DIRECTIVE: Pick out every line of the records that contains the string "marking", matching case exactly.

RECORD EXTRACTS:
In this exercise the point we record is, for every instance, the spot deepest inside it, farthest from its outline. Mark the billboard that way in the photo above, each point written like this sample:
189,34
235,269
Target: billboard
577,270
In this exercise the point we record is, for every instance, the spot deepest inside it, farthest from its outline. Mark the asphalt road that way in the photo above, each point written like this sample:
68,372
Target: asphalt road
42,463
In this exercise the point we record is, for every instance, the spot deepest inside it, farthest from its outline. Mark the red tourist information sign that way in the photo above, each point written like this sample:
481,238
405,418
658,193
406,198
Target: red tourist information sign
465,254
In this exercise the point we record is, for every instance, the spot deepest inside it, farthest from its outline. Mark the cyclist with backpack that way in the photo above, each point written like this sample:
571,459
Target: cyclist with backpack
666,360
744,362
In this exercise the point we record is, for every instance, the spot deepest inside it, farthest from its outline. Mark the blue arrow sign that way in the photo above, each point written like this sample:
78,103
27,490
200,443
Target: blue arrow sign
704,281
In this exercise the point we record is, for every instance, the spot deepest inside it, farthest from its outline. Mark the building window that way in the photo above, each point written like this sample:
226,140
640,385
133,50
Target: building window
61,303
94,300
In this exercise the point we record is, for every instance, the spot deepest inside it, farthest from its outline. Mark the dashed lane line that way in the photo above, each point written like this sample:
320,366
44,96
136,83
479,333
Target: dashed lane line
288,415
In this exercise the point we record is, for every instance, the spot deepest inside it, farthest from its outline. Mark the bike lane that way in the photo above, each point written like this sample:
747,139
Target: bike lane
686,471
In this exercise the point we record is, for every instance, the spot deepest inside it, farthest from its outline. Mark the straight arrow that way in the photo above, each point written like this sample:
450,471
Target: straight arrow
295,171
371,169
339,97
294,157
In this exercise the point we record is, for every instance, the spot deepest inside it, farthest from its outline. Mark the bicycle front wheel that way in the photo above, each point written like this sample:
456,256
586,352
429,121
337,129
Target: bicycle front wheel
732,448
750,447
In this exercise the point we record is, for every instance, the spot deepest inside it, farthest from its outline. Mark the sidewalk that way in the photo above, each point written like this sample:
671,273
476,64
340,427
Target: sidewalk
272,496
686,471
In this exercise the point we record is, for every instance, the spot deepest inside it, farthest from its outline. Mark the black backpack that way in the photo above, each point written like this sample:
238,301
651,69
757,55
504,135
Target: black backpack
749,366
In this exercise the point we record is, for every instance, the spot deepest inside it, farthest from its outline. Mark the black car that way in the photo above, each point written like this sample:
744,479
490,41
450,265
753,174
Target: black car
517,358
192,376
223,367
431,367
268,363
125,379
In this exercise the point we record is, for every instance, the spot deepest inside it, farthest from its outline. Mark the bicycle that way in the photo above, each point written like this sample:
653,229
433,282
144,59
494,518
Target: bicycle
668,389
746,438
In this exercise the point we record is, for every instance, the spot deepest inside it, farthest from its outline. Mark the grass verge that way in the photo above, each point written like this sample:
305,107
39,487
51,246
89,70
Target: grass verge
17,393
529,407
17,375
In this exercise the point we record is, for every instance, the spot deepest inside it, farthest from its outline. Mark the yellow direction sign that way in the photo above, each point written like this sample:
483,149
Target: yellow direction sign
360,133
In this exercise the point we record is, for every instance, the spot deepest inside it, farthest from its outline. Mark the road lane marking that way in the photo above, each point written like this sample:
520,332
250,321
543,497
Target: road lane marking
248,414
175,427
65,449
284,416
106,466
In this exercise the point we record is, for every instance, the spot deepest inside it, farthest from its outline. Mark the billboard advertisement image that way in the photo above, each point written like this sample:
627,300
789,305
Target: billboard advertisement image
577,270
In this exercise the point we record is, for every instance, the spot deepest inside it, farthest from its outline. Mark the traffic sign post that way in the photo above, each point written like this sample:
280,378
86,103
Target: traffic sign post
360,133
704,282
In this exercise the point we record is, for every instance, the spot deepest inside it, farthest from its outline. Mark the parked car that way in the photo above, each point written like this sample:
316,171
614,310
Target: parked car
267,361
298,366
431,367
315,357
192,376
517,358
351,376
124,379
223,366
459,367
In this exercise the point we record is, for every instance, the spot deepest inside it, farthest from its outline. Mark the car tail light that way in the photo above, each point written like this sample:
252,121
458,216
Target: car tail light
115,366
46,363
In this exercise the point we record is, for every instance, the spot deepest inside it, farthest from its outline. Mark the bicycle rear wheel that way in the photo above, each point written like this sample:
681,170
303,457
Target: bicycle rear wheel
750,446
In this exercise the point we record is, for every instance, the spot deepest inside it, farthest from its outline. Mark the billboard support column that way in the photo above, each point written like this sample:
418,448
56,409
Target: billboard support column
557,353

==

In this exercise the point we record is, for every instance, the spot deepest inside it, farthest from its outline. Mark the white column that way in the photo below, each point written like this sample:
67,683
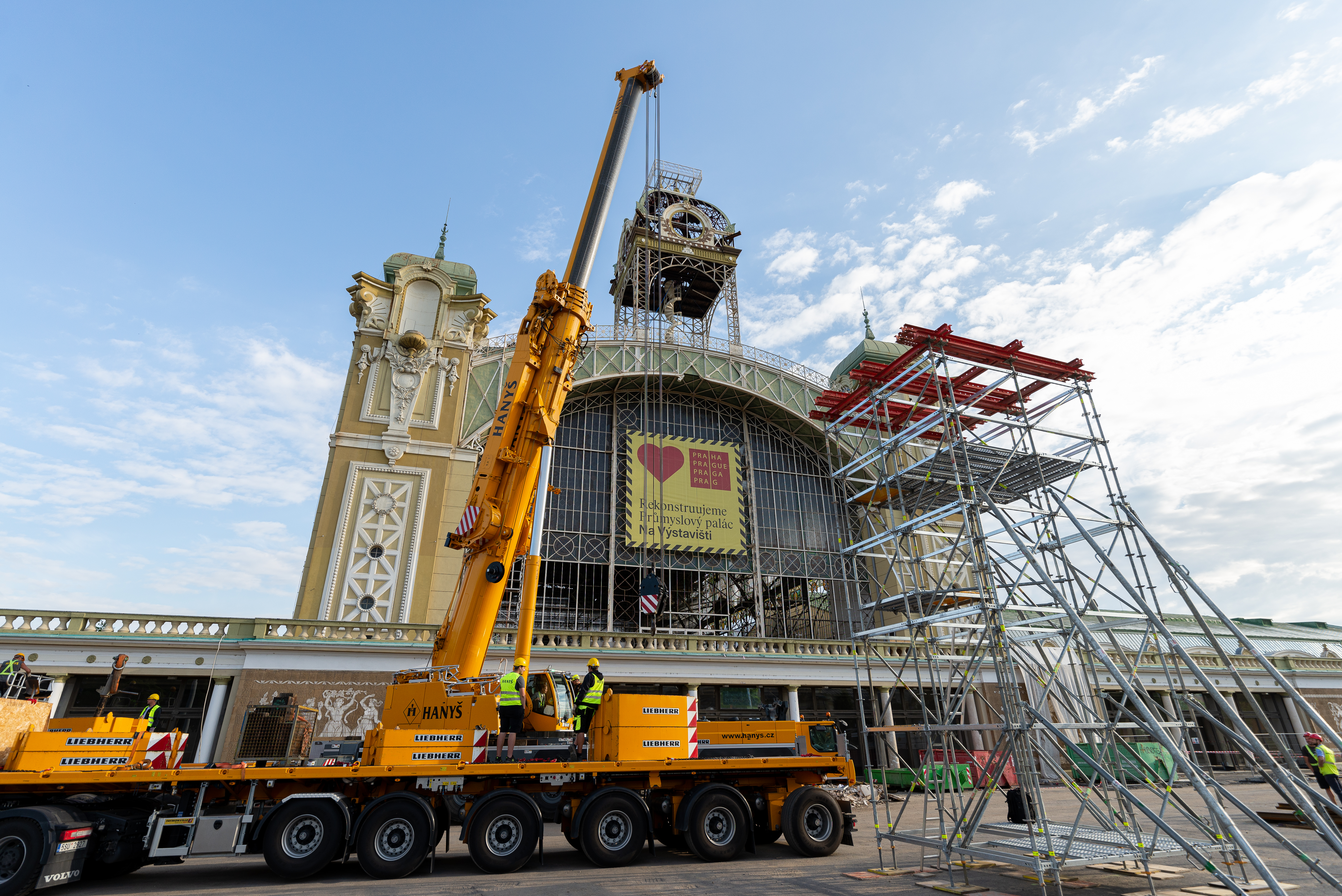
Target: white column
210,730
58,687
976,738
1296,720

THE OUTPUT:
In this exercise the point we record is, for every instance, the spot deepest inside it, farthest from its outline. Mark the road lane marking that way in the photo above, each point written like this sample:
Target: road lane marking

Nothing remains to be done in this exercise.